**Source material**
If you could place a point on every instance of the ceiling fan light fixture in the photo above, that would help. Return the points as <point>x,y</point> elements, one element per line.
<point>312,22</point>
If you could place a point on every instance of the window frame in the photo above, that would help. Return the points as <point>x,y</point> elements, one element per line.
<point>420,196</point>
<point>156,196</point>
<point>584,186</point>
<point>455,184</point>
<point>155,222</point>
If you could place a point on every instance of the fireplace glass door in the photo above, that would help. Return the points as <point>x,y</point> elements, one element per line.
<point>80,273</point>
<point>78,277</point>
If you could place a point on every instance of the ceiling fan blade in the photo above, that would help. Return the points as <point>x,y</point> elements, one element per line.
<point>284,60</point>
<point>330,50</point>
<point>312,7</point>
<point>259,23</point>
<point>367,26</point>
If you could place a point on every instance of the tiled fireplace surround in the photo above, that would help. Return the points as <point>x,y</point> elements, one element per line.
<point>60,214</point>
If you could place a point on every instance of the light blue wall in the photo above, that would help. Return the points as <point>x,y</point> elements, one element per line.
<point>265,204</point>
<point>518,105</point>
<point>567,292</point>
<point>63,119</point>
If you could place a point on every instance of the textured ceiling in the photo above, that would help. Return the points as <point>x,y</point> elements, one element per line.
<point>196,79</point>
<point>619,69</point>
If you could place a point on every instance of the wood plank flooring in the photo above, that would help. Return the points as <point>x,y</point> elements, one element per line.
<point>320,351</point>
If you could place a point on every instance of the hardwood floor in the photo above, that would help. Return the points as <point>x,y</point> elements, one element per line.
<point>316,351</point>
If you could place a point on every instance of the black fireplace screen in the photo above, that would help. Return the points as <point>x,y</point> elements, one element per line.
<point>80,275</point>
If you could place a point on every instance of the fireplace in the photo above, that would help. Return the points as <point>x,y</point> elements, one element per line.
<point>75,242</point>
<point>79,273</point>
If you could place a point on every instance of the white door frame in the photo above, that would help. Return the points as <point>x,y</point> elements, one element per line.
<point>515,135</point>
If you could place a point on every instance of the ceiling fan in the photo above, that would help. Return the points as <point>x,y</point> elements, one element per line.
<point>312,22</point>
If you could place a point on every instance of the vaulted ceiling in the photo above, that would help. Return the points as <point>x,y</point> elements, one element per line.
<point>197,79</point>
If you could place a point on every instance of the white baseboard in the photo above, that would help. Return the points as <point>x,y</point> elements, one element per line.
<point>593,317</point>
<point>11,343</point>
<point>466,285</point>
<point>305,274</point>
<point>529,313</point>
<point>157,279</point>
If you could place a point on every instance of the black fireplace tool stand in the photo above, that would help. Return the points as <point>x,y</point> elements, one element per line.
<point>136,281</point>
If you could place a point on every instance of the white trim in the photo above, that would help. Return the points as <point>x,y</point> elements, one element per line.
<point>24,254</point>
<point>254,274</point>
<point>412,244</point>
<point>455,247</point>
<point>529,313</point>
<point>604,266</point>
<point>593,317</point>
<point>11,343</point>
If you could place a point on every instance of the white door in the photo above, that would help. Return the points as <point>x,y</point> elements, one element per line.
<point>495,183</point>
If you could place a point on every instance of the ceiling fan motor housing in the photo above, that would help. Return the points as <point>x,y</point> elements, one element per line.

**What you should do**
Write out the whole listing again, keeping every character as it is.

**Your solution**
If you could place a point on every instance of the ceiling fan light fixture in the photo above, that would help. Return the points as <point>x,y</point> elements, one element per line.
<point>312,22</point>
If you could place a point on every instance of the window frame in the photo above, that would help. Return the points as <point>x,y</point> elements, one element per line.
<point>420,196</point>
<point>156,196</point>
<point>584,186</point>
<point>455,184</point>
<point>155,222</point>
If you could place a point on every instance of the fireplace glass door in the photo above, that would help. Return the points as <point>x,y</point> elements, one element per line.
<point>80,273</point>
<point>78,277</point>
If you could place a point on every instance of the ceiling fan blade in the photo above, that would help. Return the points as <point>x,y</point> elements, one element per line.
<point>284,60</point>
<point>330,50</point>
<point>312,7</point>
<point>259,23</point>
<point>367,26</point>
If you could place a point on every instance of the tiled fireplace surround in the photo above, that would help. Return the points as <point>x,y</point> elements, one element per line.
<point>60,214</point>
If you could place a point on every instance of the light blue wall in the photo above, that would help. Return the points as <point>x,y</point> elements, one element per line.
<point>265,204</point>
<point>518,105</point>
<point>567,292</point>
<point>63,119</point>
If you could place a point on every instance of the textured ceiling in the photo above, that would help. Return the points as <point>x,y</point> elements, one element per line.
<point>196,79</point>
<point>619,69</point>
If you could place a point on every instance of the wood plank flooring in the photo above, that would help. Return the points as <point>x,y</point> elements, one element per line.
<point>320,351</point>
If you could place a point on every instance of the hardwood floor in the photo above, that would help. Return the points as <point>x,y</point> elements, one element per line.
<point>316,351</point>
If you could place a point on every instance of the black fireplace screen in the photo above, that would help. Return the points as <point>x,y</point> elements, one element per line.
<point>80,275</point>
If you could place a point on every instance of the fireplace in the photo above, that would help. Return the points as <point>x,y</point> elements, one element per line.
<point>75,242</point>
<point>79,273</point>
If you could place a point on every instance of the white door frame in the photo above, that would help. Return the points as <point>x,y</point> elements, one element per line.
<point>515,135</point>
If you could place a point on every instance of the ceiling fan in the photo above, that would help. Return the points as <point>x,y</point> elements, one element per line.
<point>312,22</point>
If you could place a point on every instance of the vaulted ceiling in the photo above, that would help. Return the points as <point>x,y</point> elements, one element per line.
<point>197,79</point>
If you could place a point on every instance of the white baseboard in the photo above, that would help. Return the points as <point>x,y</point> elements, one element per line.
<point>593,317</point>
<point>11,343</point>
<point>466,285</point>
<point>305,274</point>
<point>529,313</point>
<point>157,279</point>
If you could place a point on every instance of the black fireplace tool stand in the photo above, that would help. Return the points as <point>x,y</point> elements, one element per line.
<point>136,281</point>
If you could place a point on every instance of the white trim in the photo above, that would help. Return the points as <point>x,y</point> elements, one element per line.
<point>24,254</point>
<point>254,274</point>
<point>412,244</point>
<point>455,247</point>
<point>529,313</point>
<point>604,266</point>
<point>593,317</point>
<point>11,343</point>
If you could place a point on every instance of the white door in the photo above, that would help. Return the points as <point>x,y</point> elements, one element per line.
<point>495,183</point>
If you could place a point on every instance of the ceiling fan motor housing in the photo above, that would help. Return the points as <point>x,y</point> elements, one element per line.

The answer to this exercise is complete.